Passage shown>
━━━━━━━━━━

Congratulations, Collett. Eagerly anticipated for quite some time. Even before 
studying it in detail, I know this will make a significant contribution to our 
understanding of the formation of abhidharma. Thank you for the painstaking 
work.

Dan

> On Mar 29, 2025, at 1:53 PM, Collett Cox via INDOLOGY 
> <[email protected]> wrote:
> 
> Dear Colleagues,
> I am pleased to announce the publication of my contribution to the Gandharan 
> Buddhist Text series:
> 
> Collett Cox with Andrew Glass. 2025. A Gāndhārī Abhidharma Text: British 
> Library Kharoṣṭhī Fragment 28. Gandharan Buddhist Texts, Volume 8. Seattle: 
> University of Washington Press. 594 pages, 8.5 × 11 in, 13 black-and-white 
> illustrations, 10 color plates. ISBN: 9780295753843.
> 
> Further information can be found on the University of Washington Press 
> website: 
> https://uwapress.uw.edu/book/9780295753843/a-gandhari-abhidharma-text/. The 
> book can be purchased as hardcopy or can be freely downloaded in PDF format 
> (https://doi.org/10.6069/9780295754185, or under “Links” on the University of 
> Washington Press website).
> 
> Collett Cox
> 
>  
> Details:  A Gāndhārī Abhidharma Text: British Library Kharoṣṭhī Fragment 28, 
> by Collett Cox with Andrew Glass
> 
> This eighth volume in the Gandharan Buddhist Texts (GBT) series presents an 
> early Indian Buddhist manuscript in the Gāndhārī language and Kharoṣṭhī 
> script, which records the surviving portion of a polemical scholastic text 
> criticizing the views of several opponents who maintain the existence of past 
> and future factors. The text first examines the position of one or more 
> unnamed opponents who defend the existence of past and future factors in 
> relation to the causal dynamics of action. Next, it offers a detailed 
> presentation of the proposition “everything exists” attributed to a 
> Sarvāstivādin opponent, followed by a point-by-point criticism. Since no 
> textual parallels have been identified in other known Buddhist texts, this 
> Gāndhārī text preserves important evidence for the development of early 
> Indian Buddhist doctrine and scholastic practice.

━━━━━━━━━━

Records provided>

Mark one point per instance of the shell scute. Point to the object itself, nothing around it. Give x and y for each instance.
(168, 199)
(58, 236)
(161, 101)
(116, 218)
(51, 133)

━━━━━━━━━━

Exercise aim> Carry on the announcement of the Gāndhārī Abhidharma volume, picking up right after its last sentence.

Response>
> 
> Given the terse nature of scholastic texts, this volume includes chapters 
> that introduce the text and its arguments for those interested primarily in 
> its contents. These chapters examine the possible context, genre, and 
> historical background of the text in relation to other early Buddhist 
> scholastic texts. They also present a summary of its contents through a 
> topical outline and a more general commentary containing references to 
> analogous discussions in other Buddhist texts. 
> 
> As in the case of other volumes in the GBT series, this volume also discusses 
> the manuscript’s physical layout as well as the paleography, orthography, 
> phonology, morphology, and syntax of the recorded text. A transcription, 
> edition, and translation of the text are accompanied by detailed notes on 
> problematic terminology and alternative interpretations, images of both the 
> conserved and the reconstructed scrolls, and an index of Gāndhārī words with 
> Sanskrit and Pali equivalents.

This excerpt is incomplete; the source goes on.